## DIRECTIONS
Copy each line below exactly as it appears. Pictures are to be omitted.

⟨

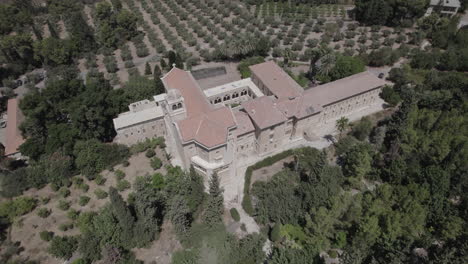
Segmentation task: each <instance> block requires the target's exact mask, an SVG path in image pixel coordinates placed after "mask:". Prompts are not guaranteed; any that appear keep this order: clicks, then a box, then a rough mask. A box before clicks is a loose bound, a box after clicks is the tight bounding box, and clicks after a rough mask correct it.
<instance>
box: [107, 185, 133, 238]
mask: <svg viewBox="0 0 468 264" xmlns="http://www.w3.org/2000/svg"><path fill="white" fill-rule="evenodd" d="M109 198H110V202H111V204H110V205H111V209H112V211H113V214H114V215H115V217H116V218H117V221H118V223H119V225H120V227H121V229H122V231H123V232H122V240H123V241H132V239H133V231H134V228H135V218H134V217H133V215H132V213H131V212H130V209H129V208H128V206H127V204H126V203H125V201H124V200H123V199H122V196H120V194H119V193H118V191H117V190H116V189H115V188H114V187H110V188H109Z"/></svg>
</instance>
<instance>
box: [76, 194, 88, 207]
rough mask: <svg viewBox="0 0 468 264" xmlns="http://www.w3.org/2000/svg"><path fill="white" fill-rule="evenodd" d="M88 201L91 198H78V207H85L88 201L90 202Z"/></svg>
mask: <svg viewBox="0 0 468 264" xmlns="http://www.w3.org/2000/svg"><path fill="white" fill-rule="evenodd" d="M90 199H91V198H89V197H88V196H86V195H83V196H80V200H79V201H78V204H79V205H80V206H85V205H87V204H88V203H89V200H90Z"/></svg>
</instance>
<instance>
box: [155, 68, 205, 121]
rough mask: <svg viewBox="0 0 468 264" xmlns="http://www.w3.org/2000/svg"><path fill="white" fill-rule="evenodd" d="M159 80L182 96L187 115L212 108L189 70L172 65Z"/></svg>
mask: <svg viewBox="0 0 468 264" xmlns="http://www.w3.org/2000/svg"><path fill="white" fill-rule="evenodd" d="M161 80H162V81H163V83H164V86H165V87H166V90H167V91H169V90H170V89H177V90H179V92H180V93H181V95H182V96H183V97H184V100H185V108H186V110H187V117H191V116H196V115H198V114H201V113H206V112H208V111H210V110H211V109H212V106H211V104H210V103H209V102H208V100H207V99H206V97H205V94H204V93H203V92H202V90H201V89H200V87H199V86H198V83H197V82H196V81H195V79H194V78H193V76H192V74H191V73H190V72H187V71H184V70H181V69H178V68H175V67H174V68H172V70H170V71H169V72H168V73H167V74H166V75H165V76H164V77H162V78H161Z"/></svg>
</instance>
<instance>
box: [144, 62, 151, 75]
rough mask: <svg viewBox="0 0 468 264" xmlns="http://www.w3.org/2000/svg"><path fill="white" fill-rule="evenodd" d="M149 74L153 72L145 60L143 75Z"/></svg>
mask: <svg viewBox="0 0 468 264" xmlns="http://www.w3.org/2000/svg"><path fill="white" fill-rule="evenodd" d="M151 74H153V73H152V72H151V66H150V65H149V63H148V62H146V65H145V75H151Z"/></svg>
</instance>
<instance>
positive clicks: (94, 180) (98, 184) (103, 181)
mask: <svg viewBox="0 0 468 264" xmlns="http://www.w3.org/2000/svg"><path fill="white" fill-rule="evenodd" d="M106 180H107V179H106V178H104V177H103V176H102V175H101V174H98V175H97V176H96V179H94V182H96V184H97V185H104V183H106Z"/></svg>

⟩

## ANSWER FOR THIS EXERCISE
Segmentation task: each <instance> block requires the target's exact mask, an SVG path in image pixel coordinates placed after "mask:". Prompts are not guaranteed; any that appear keep this order: clicks, then a box, then a rough mask. A box before clicks is a loose bound, a box after clicks is the tight bounding box, and clicks after a rough mask correct it.
<instance>
box: [107, 185, 133, 238]
mask: <svg viewBox="0 0 468 264" xmlns="http://www.w3.org/2000/svg"><path fill="white" fill-rule="evenodd" d="M109 198H110V202H111V204H110V205H111V209H112V211H113V214H114V215H115V217H116V218H117V221H118V223H119V225H120V227H121V229H122V231H123V232H122V240H123V241H132V239H133V231H134V228H135V218H134V217H133V215H132V213H131V212H130V209H129V208H128V206H127V204H126V203H125V201H124V200H123V199H122V196H120V194H119V193H118V191H117V190H116V189H115V188H114V187H110V188H109Z"/></svg>
</instance>
<instance>
box: [76, 194, 88, 207]
rough mask: <svg viewBox="0 0 468 264" xmlns="http://www.w3.org/2000/svg"><path fill="white" fill-rule="evenodd" d="M88 201L91 198H78V207H85L88 201L90 202Z"/></svg>
mask: <svg viewBox="0 0 468 264" xmlns="http://www.w3.org/2000/svg"><path fill="white" fill-rule="evenodd" d="M90 199H91V198H89V197H88V196H86V195H83V196H80V200H79V201H78V204H79V205H80V206H85V205H87V204H88V203H89V200H90Z"/></svg>
</instance>
<instance>
box: [155, 68, 205, 121]
rough mask: <svg viewBox="0 0 468 264" xmlns="http://www.w3.org/2000/svg"><path fill="white" fill-rule="evenodd" d="M159 80L182 96L187 115L212 108L189 70L172 65Z"/></svg>
mask: <svg viewBox="0 0 468 264" xmlns="http://www.w3.org/2000/svg"><path fill="white" fill-rule="evenodd" d="M161 80H162V81H163V83H164V86H165V87H166V90H167V91H169V90H170V89H177V90H179V92H180V93H181V95H182V96H183V97H184V100H185V108H186V110H187V117H191V116H196V115H198V114H201V113H206V112H208V111H210V110H211V109H212V106H211V104H210V103H209V102H208V100H207V99H206V97H205V94H204V93H203V92H202V90H201V89H200V87H199V86H198V83H197V82H196V81H195V79H194V78H193V76H192V74H191V73H190V72H187V71H184V70H181V69H178V68H175V67H174V68H172V70H170V71H169V72H168V73H167V74H166V75H165V76H164V77H162V78H161Z"/></svg>
</instance>
<instance>
box: [144, 62, 151, 75]
rough mask: <svg viewBox="0 0 468 264" xmlns="http://www.w3.org/2000/svg"><path fill="white" fill-rule="evenodd" d="M149 74L153 72L145 60L143 75Z"/></svg>
mask: <svg viewBox="0 0 468 264" xmlns="http://www.w3.org/2000/svg"><path fill="white" fill-rule="evenodd" d="M151 74H153V73H152V72H151V66H150V65H149V63H148V62H146V65H145V75H151Z"/></svg>
</instance>
<instance>
positive clicks: (94, 180) (98, 184) (103, 181)
mask: <svg viewBox="0 0 468 264" xmlns="http://www.w3.org/2000/svg"><path fill="white" fill-rule="evenodd" d="M106 180H107V179H106V178H104V177H103V176H102V175H101V174H98V175H97V176H96V179H94V182H96V184H97V185H104V183H106Z"/></svg>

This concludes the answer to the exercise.